Rhino Divan DB reboot idea

time to read 4 min | 701 words

Divan DB is my pet database. I created it to scratch an itch [Nitpickers: please note this!], to see if I can create Couch DB like system in .NET. You can read all about it in the following series of posts.

It stalled for a while, mostly because I run into the hard problems (building map/reduce views). But I think that I actually have a better idea, instead of trying to build something that would just mimic Couch DB, a .NET based Document DB is actually a very achievable goal.

The way it would work is actually pretty simple, the server would accept Json-formatted documents, like those:

[
    {
        "id": 153,
        "type": "book",
        "name": "Storm from the Shadows",
        "authors": [
            "David Weber"
        ],
        "categories": [
            "SciFi",
            "Awesome",
            "You gotta read it"
        ],
        "avg_stars": 4.5,
        "reviews": [13,5423,423,123,512]
    },
    {
        "id": 1337,
        "type": "book",
        "name": "DSLs in Boo",
        "authors": [
            "Ayende Rahien",
            "Oren Eini"

Material shown —
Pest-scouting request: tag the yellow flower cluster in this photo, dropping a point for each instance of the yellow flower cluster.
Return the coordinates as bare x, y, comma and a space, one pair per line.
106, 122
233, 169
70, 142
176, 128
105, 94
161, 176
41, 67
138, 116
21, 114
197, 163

Exercise requirements —
Carry the post about the Divan DB reboot idea forward from its final line. The records play no part in what comes next.

Response to this task —
        ],
        "categories": [
            "DSL",
            ".NET",
            "You REALLY gotta read it"
        ],
        "avg_stars": 7,
        "reviews": [843,214,451]
    }
]

Querying could be done either by id, or using a query on an index. Indexes can be defined using the following syntax:

var booksByTitle = 
   from book in docs
   where book.type == "book"
   select new { book.title };

The fun part here is that this index would be translated into a Lucene index, which means that you could query the index using a query:

Query(“booksByTitle”, “title:Boo”) –> documents that match this query.

As well as apply any & all the usual Lucene tricks.

You don’t get Map/Reduce using this method, but the amount of complexity you have is quite low, and the implementation should take only several days to build.

Thoughts?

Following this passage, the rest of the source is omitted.